• **WHAT YOU NEED TO DO**
Report each line in the items below that contains the word "plate", copying every such line in full. Case counts.

[Records]
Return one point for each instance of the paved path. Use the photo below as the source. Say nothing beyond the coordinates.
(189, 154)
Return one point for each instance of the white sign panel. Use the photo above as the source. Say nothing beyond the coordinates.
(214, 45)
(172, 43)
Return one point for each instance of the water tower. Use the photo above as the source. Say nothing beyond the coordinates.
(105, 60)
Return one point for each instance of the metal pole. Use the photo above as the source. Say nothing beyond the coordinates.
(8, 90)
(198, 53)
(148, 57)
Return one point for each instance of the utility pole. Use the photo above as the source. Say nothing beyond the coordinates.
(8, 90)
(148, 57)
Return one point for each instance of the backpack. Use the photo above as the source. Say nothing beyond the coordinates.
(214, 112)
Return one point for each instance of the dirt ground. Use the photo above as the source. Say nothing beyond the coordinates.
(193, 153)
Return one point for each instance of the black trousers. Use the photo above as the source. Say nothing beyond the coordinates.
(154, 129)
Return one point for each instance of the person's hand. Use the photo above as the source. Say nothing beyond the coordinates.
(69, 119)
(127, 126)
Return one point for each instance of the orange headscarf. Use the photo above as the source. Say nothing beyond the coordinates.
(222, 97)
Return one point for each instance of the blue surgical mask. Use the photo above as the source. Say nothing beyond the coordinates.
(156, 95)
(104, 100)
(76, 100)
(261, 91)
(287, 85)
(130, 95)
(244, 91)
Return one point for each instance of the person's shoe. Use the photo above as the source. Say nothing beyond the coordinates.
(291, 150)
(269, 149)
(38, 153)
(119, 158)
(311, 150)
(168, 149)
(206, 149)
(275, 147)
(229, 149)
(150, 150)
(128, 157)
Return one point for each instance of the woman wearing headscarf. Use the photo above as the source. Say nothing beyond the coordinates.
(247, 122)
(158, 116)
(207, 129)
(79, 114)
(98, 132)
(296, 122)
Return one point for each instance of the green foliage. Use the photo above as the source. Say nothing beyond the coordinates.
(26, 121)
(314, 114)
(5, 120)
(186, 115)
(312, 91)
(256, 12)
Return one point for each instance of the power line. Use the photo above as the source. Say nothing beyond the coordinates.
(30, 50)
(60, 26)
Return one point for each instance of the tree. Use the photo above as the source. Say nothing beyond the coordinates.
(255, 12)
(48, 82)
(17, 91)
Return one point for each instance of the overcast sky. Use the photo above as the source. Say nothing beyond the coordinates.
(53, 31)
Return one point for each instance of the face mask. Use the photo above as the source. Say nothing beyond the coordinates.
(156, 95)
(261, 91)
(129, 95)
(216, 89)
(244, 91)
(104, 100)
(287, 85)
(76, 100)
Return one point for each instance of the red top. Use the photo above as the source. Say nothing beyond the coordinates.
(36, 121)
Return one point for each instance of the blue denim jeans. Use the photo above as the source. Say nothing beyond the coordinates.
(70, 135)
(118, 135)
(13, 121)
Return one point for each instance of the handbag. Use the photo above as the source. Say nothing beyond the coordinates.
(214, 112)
---
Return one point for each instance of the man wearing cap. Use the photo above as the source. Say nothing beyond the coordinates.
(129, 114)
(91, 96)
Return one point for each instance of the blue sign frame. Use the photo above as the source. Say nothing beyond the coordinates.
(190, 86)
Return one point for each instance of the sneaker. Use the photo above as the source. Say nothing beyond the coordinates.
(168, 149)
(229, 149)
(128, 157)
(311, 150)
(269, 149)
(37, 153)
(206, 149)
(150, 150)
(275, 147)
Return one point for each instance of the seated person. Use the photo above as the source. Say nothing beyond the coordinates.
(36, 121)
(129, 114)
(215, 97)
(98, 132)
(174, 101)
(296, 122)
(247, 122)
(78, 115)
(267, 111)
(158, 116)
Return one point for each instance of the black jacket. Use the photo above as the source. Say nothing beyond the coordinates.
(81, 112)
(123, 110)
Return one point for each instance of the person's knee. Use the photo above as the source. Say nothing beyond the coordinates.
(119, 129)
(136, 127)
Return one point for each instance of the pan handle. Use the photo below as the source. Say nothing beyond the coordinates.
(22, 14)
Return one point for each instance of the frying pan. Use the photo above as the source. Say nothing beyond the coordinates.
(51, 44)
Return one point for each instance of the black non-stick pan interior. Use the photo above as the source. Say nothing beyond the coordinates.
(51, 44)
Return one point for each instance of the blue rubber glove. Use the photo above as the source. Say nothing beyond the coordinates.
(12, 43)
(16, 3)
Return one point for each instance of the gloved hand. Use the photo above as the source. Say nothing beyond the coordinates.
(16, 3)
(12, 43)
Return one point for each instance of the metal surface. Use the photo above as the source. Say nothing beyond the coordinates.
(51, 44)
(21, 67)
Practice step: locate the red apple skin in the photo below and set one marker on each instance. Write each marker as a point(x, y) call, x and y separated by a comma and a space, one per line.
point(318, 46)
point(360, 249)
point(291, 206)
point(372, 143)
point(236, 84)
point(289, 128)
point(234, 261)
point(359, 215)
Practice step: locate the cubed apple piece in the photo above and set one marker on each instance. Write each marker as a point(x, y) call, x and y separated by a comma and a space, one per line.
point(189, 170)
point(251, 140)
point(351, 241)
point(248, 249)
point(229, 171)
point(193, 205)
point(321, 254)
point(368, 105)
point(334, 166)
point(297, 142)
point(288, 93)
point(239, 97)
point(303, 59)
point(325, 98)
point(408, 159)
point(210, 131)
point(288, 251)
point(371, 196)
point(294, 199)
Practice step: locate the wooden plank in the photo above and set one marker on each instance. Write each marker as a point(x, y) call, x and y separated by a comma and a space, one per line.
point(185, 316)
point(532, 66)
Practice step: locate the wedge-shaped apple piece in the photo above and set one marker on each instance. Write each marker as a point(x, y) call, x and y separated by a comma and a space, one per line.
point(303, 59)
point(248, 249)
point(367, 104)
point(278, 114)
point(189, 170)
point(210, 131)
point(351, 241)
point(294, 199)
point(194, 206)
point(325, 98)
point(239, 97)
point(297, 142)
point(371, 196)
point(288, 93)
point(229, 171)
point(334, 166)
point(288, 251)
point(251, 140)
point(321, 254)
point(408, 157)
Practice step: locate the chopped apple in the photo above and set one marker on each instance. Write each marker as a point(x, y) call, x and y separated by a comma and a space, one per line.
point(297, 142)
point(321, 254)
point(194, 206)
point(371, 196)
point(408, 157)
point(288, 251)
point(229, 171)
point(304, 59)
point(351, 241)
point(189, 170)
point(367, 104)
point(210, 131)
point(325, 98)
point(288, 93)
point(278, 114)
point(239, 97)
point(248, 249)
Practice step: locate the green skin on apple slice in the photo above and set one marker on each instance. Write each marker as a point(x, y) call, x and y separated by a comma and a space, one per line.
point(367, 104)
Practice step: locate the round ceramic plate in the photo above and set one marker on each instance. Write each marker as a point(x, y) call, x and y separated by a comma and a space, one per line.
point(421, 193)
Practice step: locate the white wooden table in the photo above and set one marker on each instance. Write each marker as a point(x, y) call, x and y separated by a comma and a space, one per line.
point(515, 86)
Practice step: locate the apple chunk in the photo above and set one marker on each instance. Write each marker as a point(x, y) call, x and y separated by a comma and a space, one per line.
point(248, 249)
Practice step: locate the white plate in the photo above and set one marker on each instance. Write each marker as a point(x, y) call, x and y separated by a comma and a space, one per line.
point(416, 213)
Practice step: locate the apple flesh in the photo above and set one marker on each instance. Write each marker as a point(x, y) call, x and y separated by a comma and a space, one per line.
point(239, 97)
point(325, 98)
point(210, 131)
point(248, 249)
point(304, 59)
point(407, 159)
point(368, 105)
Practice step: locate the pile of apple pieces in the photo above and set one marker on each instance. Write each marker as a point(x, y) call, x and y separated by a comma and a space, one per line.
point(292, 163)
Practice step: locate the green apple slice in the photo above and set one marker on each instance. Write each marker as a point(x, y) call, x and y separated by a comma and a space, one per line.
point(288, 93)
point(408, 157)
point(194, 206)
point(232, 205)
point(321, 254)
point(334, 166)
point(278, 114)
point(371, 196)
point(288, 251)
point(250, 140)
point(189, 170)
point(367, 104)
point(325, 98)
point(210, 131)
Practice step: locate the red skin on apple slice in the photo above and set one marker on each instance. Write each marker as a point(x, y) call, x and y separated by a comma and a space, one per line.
==
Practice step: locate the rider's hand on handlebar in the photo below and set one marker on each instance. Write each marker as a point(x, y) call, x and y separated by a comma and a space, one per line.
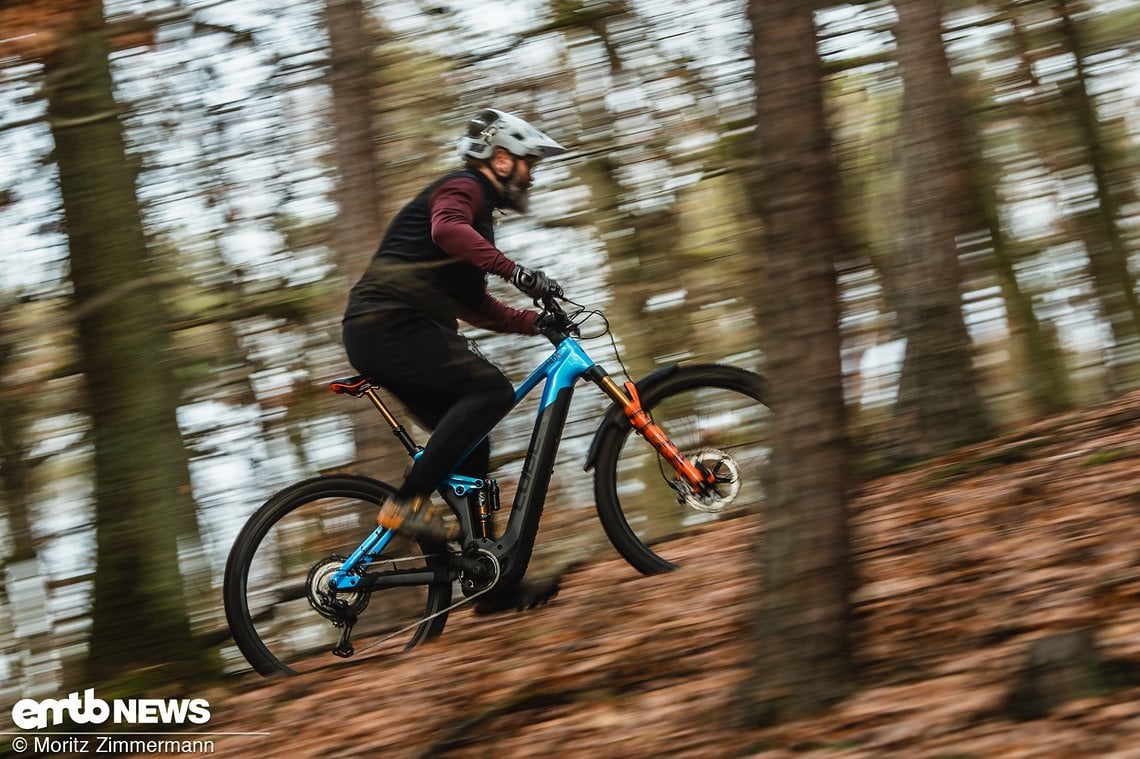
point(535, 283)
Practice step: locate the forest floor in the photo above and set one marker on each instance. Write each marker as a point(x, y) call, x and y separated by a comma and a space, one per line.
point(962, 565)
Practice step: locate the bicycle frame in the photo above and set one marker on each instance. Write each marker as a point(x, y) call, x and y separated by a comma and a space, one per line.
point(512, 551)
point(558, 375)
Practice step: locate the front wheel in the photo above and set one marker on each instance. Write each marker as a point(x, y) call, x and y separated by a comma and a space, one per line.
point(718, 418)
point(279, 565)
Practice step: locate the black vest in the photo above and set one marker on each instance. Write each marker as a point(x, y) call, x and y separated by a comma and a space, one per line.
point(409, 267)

• **FULL OUTPUT**
Practice step: locate the round ceramic plate in the photo above and set one marker on each instance. Write each marker as a point(x, y) call, x and y separated by a comma and a space, one per line.
Practice step: locate the white plate in the photo above and set one marker on each instance. Write each marker as a point(x, y) call, x and y separated by a comma and a space, one per line.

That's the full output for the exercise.